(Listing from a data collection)
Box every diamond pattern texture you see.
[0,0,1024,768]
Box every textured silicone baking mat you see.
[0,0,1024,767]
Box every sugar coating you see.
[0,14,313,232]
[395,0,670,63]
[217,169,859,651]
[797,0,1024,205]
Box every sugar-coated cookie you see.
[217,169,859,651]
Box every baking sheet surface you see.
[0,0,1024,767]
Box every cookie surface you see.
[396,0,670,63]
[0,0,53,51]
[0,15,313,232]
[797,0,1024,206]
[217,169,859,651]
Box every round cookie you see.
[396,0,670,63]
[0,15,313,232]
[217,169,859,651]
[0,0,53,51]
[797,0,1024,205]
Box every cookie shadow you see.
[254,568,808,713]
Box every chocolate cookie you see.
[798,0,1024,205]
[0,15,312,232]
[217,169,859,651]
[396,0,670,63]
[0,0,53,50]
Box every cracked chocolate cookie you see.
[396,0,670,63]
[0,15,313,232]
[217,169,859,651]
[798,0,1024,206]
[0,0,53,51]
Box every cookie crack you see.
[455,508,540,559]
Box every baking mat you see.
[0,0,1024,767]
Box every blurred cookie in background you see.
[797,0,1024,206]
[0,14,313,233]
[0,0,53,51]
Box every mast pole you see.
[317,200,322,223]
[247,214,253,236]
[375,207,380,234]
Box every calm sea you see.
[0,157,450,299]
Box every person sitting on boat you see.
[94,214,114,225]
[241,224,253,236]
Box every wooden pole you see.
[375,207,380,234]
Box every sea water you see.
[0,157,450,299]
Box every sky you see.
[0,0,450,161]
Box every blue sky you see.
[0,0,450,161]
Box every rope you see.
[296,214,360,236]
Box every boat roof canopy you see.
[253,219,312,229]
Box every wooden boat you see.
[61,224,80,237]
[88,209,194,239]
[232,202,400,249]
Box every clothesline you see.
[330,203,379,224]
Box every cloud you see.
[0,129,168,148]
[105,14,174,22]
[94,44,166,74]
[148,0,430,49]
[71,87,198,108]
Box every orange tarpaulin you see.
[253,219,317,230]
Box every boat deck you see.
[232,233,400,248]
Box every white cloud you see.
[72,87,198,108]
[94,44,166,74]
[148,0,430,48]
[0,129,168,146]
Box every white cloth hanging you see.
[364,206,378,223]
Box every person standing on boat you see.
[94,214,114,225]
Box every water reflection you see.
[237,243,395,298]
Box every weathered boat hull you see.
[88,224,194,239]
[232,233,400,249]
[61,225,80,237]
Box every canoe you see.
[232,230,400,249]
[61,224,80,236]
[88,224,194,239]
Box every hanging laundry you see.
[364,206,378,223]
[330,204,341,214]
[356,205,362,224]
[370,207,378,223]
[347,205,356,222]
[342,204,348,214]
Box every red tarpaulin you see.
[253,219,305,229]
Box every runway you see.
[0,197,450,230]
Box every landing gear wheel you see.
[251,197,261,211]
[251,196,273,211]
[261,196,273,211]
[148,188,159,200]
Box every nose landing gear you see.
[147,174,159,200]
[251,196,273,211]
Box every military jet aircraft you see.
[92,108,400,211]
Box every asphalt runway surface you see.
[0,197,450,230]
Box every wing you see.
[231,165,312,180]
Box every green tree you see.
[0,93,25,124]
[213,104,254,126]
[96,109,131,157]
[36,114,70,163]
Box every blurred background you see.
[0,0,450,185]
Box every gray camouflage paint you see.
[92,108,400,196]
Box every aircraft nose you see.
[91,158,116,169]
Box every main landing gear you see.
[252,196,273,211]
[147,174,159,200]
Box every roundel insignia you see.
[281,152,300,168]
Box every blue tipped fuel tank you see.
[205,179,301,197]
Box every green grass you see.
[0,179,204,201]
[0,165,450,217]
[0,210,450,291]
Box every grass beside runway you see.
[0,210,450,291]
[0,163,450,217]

* [PROBLEM REQUIREMENTS]
Can you extract from the listing above the lines beginning at the one containing "Box every calm sea you see." and ending after the one containing "[61,225,80,237]", and repeat them exactly?

* [TASK RESULT]
Box every calm sea you see.
[0,157,450,299]
Box every person sitting on boat you see.
[94,214,114,225]
[241,224,253,236]
Box every wooden pole you see.
[375,207,380,234]
Box every sea water you see.
[0,157,450,299]
Box every sky you see.
[0,0,450,161]
Box every blue sky you see.
[0,0,450,161]
Box every rope you see.
[296,214,360,236]
Box every boat roof canopy you see.
[253,219,312,229]
Box every wooden boat you see.
[61,224,80,237]
[88,209,194,239]
[232,202,400,249]
Box every clothesline you see.
[330,203,379,224]
Box every cloud you see.
[0,129,168,148]
[105,14,174,22]
[94,44,166,74]
[148,0,430,49]
[71,87,198,108]
Box every orange tarpaulin you see.
[253,219,317,230]
Box every boat deck you see.
[232,233,400,248]
Box every white cloud you see.
[72,87,198,108]
[94,44,166,74]
[148,0,430,48]
[0,129,168,146]
Box every white cloth hanging you see.
[364,206,378,223]
Box every person standing on boat you see.
[94,214,114,225]
Box every water reflection you see.
[237,243,395,298]
Box every weathered boat hull you see.
[88,224,194,239]
[232,233,400,249]
[61,225,80,237]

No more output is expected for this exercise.